▼▼▼
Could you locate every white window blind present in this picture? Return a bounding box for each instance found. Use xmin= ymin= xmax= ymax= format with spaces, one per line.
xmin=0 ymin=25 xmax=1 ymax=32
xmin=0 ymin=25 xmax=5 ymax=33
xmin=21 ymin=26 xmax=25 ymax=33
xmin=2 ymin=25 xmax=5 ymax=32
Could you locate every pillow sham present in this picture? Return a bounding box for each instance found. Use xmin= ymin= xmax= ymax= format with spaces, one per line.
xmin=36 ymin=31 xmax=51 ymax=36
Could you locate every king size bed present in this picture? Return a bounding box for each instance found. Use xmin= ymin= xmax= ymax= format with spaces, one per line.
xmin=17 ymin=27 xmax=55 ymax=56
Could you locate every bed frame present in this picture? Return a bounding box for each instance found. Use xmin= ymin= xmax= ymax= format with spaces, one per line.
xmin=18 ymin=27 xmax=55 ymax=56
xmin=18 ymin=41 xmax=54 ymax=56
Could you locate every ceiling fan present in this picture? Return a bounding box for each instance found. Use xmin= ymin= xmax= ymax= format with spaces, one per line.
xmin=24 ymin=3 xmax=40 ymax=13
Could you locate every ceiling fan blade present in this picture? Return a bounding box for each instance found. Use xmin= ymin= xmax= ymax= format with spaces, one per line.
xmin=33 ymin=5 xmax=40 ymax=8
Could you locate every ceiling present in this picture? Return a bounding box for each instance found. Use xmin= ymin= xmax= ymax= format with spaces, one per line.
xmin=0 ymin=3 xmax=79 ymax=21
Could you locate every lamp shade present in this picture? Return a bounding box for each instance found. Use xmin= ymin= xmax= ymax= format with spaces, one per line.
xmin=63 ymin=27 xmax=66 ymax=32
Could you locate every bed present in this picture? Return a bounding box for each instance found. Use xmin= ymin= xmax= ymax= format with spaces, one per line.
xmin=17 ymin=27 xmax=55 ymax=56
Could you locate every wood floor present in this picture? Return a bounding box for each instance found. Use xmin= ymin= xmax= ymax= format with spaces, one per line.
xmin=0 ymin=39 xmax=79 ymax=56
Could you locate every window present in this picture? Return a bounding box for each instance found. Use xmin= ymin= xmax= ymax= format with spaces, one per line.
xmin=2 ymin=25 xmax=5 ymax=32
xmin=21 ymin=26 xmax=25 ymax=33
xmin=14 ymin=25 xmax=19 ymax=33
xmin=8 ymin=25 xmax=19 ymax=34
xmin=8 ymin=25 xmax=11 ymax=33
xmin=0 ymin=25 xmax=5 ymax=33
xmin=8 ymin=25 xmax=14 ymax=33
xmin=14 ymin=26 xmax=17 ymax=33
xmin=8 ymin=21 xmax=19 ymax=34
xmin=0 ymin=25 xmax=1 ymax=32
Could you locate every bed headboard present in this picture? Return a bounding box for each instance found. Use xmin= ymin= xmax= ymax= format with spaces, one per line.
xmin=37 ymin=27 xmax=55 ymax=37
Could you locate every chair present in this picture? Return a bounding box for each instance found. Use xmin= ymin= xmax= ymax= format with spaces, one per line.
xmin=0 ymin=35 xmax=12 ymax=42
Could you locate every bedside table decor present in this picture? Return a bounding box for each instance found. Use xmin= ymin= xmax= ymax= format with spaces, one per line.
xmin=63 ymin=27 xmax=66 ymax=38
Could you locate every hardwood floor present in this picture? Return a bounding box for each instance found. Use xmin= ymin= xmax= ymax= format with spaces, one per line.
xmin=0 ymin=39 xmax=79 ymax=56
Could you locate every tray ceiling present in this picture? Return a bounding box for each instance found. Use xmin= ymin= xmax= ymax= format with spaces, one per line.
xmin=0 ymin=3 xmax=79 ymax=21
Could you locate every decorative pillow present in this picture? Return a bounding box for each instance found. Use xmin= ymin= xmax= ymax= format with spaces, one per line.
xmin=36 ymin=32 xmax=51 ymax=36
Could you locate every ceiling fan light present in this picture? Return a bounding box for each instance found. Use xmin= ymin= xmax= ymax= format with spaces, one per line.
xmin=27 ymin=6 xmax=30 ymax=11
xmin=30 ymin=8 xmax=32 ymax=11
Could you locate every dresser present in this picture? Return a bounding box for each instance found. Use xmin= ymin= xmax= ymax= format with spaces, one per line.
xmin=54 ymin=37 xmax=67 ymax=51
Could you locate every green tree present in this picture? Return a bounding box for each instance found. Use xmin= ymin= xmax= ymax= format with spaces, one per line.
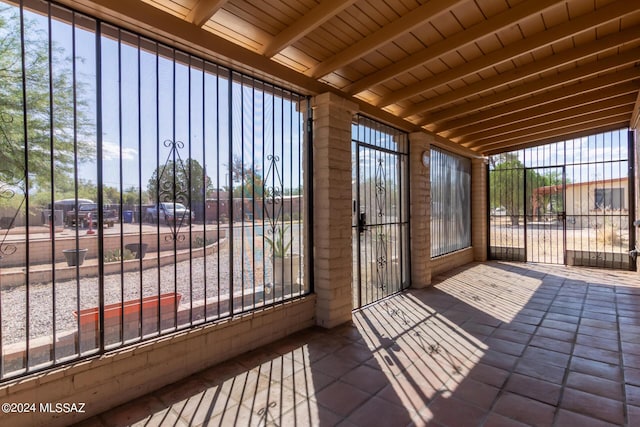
xmin=227 ymin=156 xmax=266 ymax=198
xmin=147 ymin=158 xmax=212 ymax=205
xmin=0 ymin=5 xmax=92 ymax=201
▲▲▲
» HOW TO COMPLETE THIS TASK
Each line of the data should be printed again exactly. Please leave pictures out.

» SOLUTION
Could you locate every white window blind present in this picture? Return a bounding box for each instance found. Use xmin= ymin= xmax= ymax= format with spaces, one per line.
xmin=0 ymin=25 xmax=1 ymax=32
xmin=0 ymin=25 xmax=5 ymax=33
xmin=21 ymin=26 xmax=25 ymax=33
xmin=2 ymin=25 xmax=5 ymax=32
Could you locate every pillow sham present in this picture? Return a bounding box for each instance found. Use xmin= ymin= xmax= ymax= format with spaces, one per line.
xmin=36 ymin=31 xmax=51 ymax=36
Could you locate every king size bed present in this picture? Return a bounding box for each instance found. Use xmin= ymin= xmax= ymax= format with spaces, one per line.
xmin=17 ymin=27 xmax=55 ymax=56
Could you locate every bed frame present in this picture? Return a bounding box for each instance found. Use xmin= ymin= xmax= ymax= format with spaces, one per line.
xmin=18 ymin=27 xmax=55 ymax=56
xmin=18 ymin=41 xmax=54 ymax=56
Could you locate every ceiling fan present in this picture? Return a bounding box for each instance found. Use xmin= ymin= xmax= ymax= format with spaces, one per line.
xmin=24 ymin=3 xmax=40 ymax=13
Could you locate every ceiling fan blade present in this picture? Return a bounding box for each instance found. Use xmin= ymin= xmax= ymax= format with spaces, one per line.
xmin=33 ymin=5 xmax=40 ymax=8
Could you locate every ceiling present in this picture? Return a bounding box for each instance found. Use xmin= ymin= xmax= ymax= format with spaces, one per line.
xmin=0 ymin=3 xmax=79 ymax=21
Could you locate every lamp shade present in this picture? Return a bounding box for each instance found. Use xmin= ymin= xmax= ymax= format with spaces, one per line.
xmin=63 ymin=27 xmax=66 ymax=32
Could you locate every bed present in this picture? Return a bounding box for each instance found. Use xmin= ymin= xmax= ymax= format with spaces, one per line.
xmin=17 ymin=27 xmax=55 ymax=56
Could you locate every wood floor present in this picture? Return a bounding box for each instance found. Use xmin= ymin= xmax= ymax= format with spaces, one per line.
xmin=0 ymin=39 xmax=79 ymax=56
Could you locate every window present in this picture? Return a bounding box for each instance found. Use xmin= ymin= xmax= ymax= format with spaces, one per line.
xmin=2 ymin=25 xmax=5 ymax=32
xmin=21 ymin=26 xmax=25 ymax=33
xmin=14 ymin=25 xmax=19 ymax=33
xmin=8 ymin=25 xmax=19 ymax=34
xmin=8 ymin=25 xmax=11 ymax=33
xmin=0 ymin=25 xmax=5 ymax=33
xmin=8 ymin=25 xmax=14 ymax=33
xmin=14 ymin=26 xmax=17 ymax=33
xmin=8 ymin=21 xmax=19 ymax=34
xmin=0 ymin=25 xmax=1 ymax=32
Could you locate every bed headboard present in this picture? Return a bounding box for each instance found. Use xmin= ymin= xmax= ymax= format with spaces, one per line.
xmin=37 ymin=27 xmax=55 ymax=37
Could you locate every chair present in this picture? Return a bounding box for each instance found. Use xmin= ymin= xmax= ymax= format with spaces, one per line.
xmin=0 ymin=35 xmax=12 ymax=42
Could you locate every bedside table decor present in this picture? Return a bounding box for each instance found. Use xmin= ymin= xmax= ymax= format with spaces, one per line.
xmin=63 ymin=27 xmax=66 ymax=38
Could you locate every hardwood floor present in this picture? Return a bounding box for each instance found. Use xmin= ymin= xmax= ymax= format with spaces, one per line.
xmin=0 ymin=39 xmax=79 ymax=56
Could you locate every tray ceiling present in this picture? Return a bounding box for each instance found. Use xmin= ymin= xmax= ymax= format with spaces, one per line.
xmin=0 ymin=3 xmax=79 ymax=21
Could you locate every decorative pillow present in this picture? Return a bounding box for each instance found. Use xmin= ymin= xmax= ymax= format with spaces, one per line.
xmin=36 ymin=32 xmax=51 ymax=36
Could you locate every ceiling fan light present in this picture? Return a bounding box for each instance found. Use xmin= ymin= xmax= ymax= format with spaces, one per line.
xmin=27 ymin=6 xmax=30 ymax=11
xmin=30 ymin=8 xmax=32 ymax=11
Could you locate every dresser present in this picture? Return a bounding box for each instance found. Use xmin= ymin= xmax= ymax= format with spaces, one per line.
xmin=54 ymin=37 xmax=67 ymax=51
Could you locate every green tree present in this picture? Return a bounding box for each instance found. Use xmin= ymin= xmax= ymax= format with spaces, one per line.
xmin=227 ymin=156 xmax=266 ymax=198
xmin=147 ymin=158 xmax=212 ymax=205
xmin=0 ymin=5 xmax=92 ymax=201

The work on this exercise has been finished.